▶ REQUIREMENTS:
Copy out the material below word for word, leaving out the pictures.

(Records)
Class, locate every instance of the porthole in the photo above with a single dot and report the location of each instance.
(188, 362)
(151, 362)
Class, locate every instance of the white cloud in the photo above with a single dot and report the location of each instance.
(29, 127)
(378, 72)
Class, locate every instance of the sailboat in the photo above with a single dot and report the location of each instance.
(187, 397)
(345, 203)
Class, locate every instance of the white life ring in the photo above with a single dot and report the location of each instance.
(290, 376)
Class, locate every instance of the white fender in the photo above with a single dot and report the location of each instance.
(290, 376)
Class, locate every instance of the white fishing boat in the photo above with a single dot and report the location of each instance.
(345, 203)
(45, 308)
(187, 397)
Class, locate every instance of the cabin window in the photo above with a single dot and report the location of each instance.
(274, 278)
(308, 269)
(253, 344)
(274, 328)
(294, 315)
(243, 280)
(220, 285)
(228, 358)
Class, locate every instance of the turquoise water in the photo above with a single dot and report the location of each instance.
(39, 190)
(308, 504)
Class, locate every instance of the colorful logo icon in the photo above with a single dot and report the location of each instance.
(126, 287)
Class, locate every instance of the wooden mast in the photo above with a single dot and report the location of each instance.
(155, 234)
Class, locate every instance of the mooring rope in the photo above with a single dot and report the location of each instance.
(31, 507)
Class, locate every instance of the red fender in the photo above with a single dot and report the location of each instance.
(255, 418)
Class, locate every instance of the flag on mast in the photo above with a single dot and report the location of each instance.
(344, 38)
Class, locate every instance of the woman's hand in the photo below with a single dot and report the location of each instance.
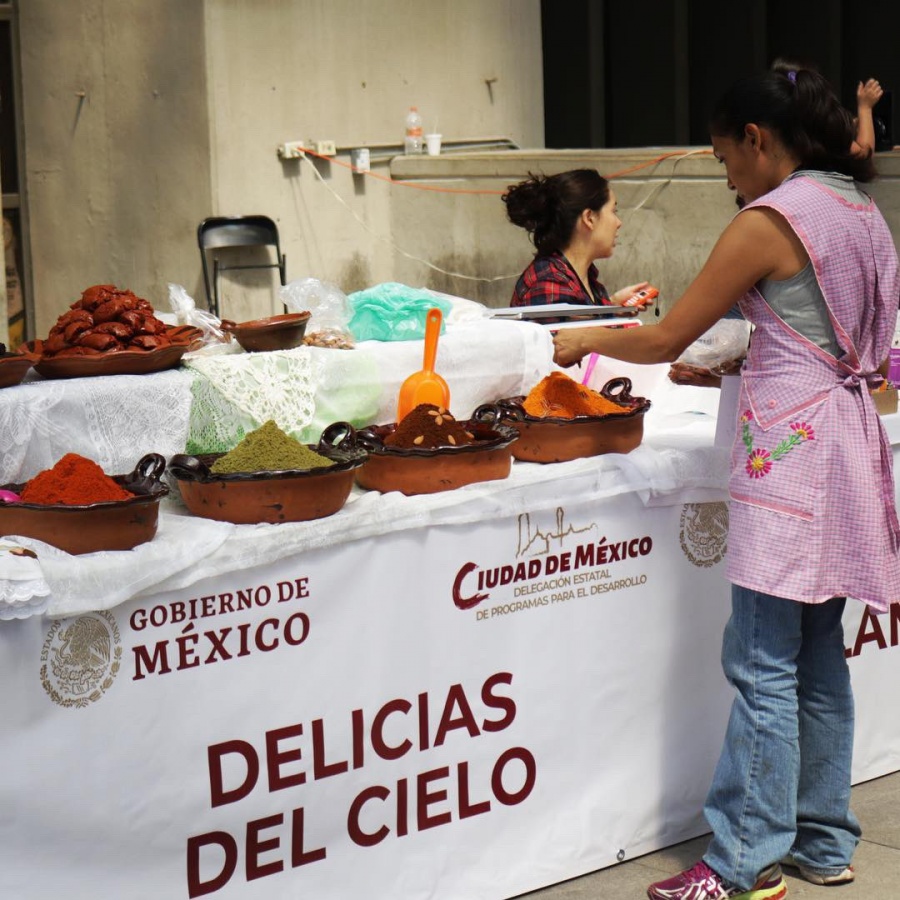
(623, 294)
(868, 94)
(569, 346)
(682, 373)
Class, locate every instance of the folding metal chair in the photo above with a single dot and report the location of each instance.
(220, 232)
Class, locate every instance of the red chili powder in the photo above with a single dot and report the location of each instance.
(73, 481)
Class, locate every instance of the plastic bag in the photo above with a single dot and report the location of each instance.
(393, 312)
(330, 312)
(186, 313)
(721, 348)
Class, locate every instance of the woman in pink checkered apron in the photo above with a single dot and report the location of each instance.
(811, 262)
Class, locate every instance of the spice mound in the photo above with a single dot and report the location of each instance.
(268, 449)
(427, 427)
(561, 397)
(73, 481)
(106, 319)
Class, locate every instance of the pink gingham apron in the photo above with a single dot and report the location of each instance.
(812, 512)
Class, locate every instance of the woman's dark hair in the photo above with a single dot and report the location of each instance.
(548, 207)
(800, 106)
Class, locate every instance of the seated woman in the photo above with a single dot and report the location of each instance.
(571, 219)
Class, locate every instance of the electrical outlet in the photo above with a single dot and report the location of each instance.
(291, 149)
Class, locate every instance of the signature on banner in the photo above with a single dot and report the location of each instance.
(551, 574)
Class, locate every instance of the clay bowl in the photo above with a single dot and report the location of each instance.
(251, 498)
(546, 440)
(414, 471)
(14, 366)
(116, 525)
(274, 333)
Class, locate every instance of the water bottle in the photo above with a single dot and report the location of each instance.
(412, 143)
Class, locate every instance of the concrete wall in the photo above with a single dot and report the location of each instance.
(116, 145)
(345, 71)
(141, 119)
(672, 209)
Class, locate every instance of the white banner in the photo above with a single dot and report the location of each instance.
(459, 711)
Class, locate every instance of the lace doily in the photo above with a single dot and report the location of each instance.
(103, 419)
(235, 394)
(24, 591)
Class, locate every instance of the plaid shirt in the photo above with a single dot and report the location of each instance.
(551, 279)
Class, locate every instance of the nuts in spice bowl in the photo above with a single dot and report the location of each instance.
(429, 450)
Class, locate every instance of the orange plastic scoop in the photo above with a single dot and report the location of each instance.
(425, 386)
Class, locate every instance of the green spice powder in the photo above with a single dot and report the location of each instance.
(268, 449)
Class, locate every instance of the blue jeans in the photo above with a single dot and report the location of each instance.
(782, 783)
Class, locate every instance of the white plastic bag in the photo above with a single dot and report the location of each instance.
(720, 348)
(215, 340)
(330, 311)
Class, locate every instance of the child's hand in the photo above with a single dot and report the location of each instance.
(868, 94)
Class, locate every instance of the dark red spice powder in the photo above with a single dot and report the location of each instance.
(73, 481)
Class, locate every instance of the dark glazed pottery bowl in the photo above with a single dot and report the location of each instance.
(273, 333)
(14, 367)
(251, 498)
(113, 525)
(549, 439)
(414, 471)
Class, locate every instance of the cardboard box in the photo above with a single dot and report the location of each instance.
(885, 401)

▶ SOLVED EXERCISE:
Class, locate every instance of the porthole in the photo above with a single dot and report the location of each instance.
(188, 362)
(151, 362)
Class, locate every instance of the white cloud in the photo above with a single dot and report the location of each instance.
(29, 127)
(378, 72)
Class, locate every instance of the sailboat in the photo above with a single dot and report the location of each instance.
(187, 397)
(345, 203)
Class, locate every instance of the white life ring in the photo above with a single dot and report the location of each instance.
(290, 376)
Class, locate every instance of the white fender in the photo above with a single dot and report the location of each instance.
(290, 376)
Class, locate every instance of the white fishing boat in the photo above with a single dot and report the location of each instance.
(345, 203)
(45, 308)
(187, 397)
Class, locate every instance of the cabin window in the photo above with a single dot and report the location of each instance.
(274, 278)
(308, 269)
(253, 344)
(274, 328)
(294, 315)
(243, 280)
(220, 285)
(228, 358)
Class, locate every instance of the turquoise water in the photo above with a single dot and report the location of each instance.
(39, 190)
(308, 504)
Class, locate every instance of the colorful logo icon in the photo above with a single dot and report the location of each instance.
(126, 287)
Class, locate every instance of the wooden mast in the photo above with a single dot and report the location of each instance.
(155, 234)
Class, locate every instance of the mooring rope in the photo above with a single dot and report the location of each instance.
(31, 507)
Class, locate every instance of the red fender in the photo above with a single dot and report the location of each instance.
(255, 418)
Class, locate every instance of the flag on mast in the photo above with a single dot and report the location of each instance.
(344, 38)
Class, locate every instance of the woman's hand in the photo below with a single dot and report the location of each instance.
(623, 294)
(868, 94)
(569, 346)
(682, 373)
Class, locate every instance of the folding metal chair in the photo above with a single dot and report the location of each instance.
(220, 232)
Class, locate every instance of the red chili powder in the photo above with a single dot and report the location of each instance.
(73, 481)
Class, locate every instance of the plastic bag in the photo above with a single dot and report the location of each instance.
(393, 312)
(330, 312)
(186, 313)
(721, 348)
Class, locate every instance of the woman in pink checkered apron in the photo above with a single dot and report the location of each instance.
(811, 262)
Class, locate every instance of the spice mound in the photo above with a single dot and report the location of each instance.
(268, 449)
(427, 427)
(561, 397)
(73, 481)
(106, 319)
Class, locate every instance of the pink gingham apron in the photo above with a single dot and report the location of each instance.
(812, 512)
Class, locate every instance of the woman's dark hair in the photo above with a single dot and report the location of each instance.
(548, 207)
(800, 106)
Class, locate every instance of the seated woman in the photo above with a single dot and report the location of each instance.
(571, 219)
Class, locate every instance of the electrical outlet in the photo above with a single dot and report the location of each instance.
(291, 149)
Class, locate every instance of the signature on banner in the photo above with a single dot and report the location of each instance.
(551, 574)
Class, locate every instance of the clay bowl in the photo above with a single dot and report the location of each instance.
(251, 498)
(546, 440)
(414, 471)
(14, 366)
(116, 525)
(274, 333)
Class, locate every instance of the water bottle in the photo above with a single dot and report the location of each instance.
(412, 143)
Class, locate every instance of the concrete wall in the photo above with a single dot and report the location of each instance.
(116, 145)
(345, 71)
(141, 119)
(672, 209)
Class, locate every instance of the white banner in the photo above with a single dot and report the location of each instance.
(459, 711)
Class, locate every instance of the lace doily in the photo above with a single dot and report the location of each instance.
(103, 419)
(235, 394)
(24, 591)
Class, locate every instance of the plaid shirt in the photo above with a single dot and report the location of each instance.
(551, 279)
Class, locate every instance of the nuts in spice bowl in the photo above with a single dot and report the location of each instance.
(429, 450)
Class, locate every instance of the orange plastic scoop in the photo above with a single dot and report the location of each instance.
(425, 386)
Class, locate every instance of the green spice powder in the photo above with a single dot and report the location of each instance.
(268, 449)
Class, locate every instance of the blue jeans in the photo above with a single dot and report the location of each instance.
(782, 783)
Class, locate every instance of the white plastic bag in the photo above with a single dot and report the location of each instance.
(720, 348)
(215, 340)
(330, 311)
Class, locate every instance of the child's hand in the photo above with a single dot and report the location of each instance.
(868, 94)
Class, locate every instance of the dark red spice powder in the photo above with a single dot and report the location of each instance.
(73, 481)
Class, locate every instance of the dark glazed pottery bowl in the photo above with a single dot and report the location of each instance.
(273, 333)
(14, 367)
(251, 498)
(113, 525)
(549, 439)
(414, 471)
Class, locate every instance of the cardboard box in the photo above with a single dot and report the location of each instance.
(885, 401)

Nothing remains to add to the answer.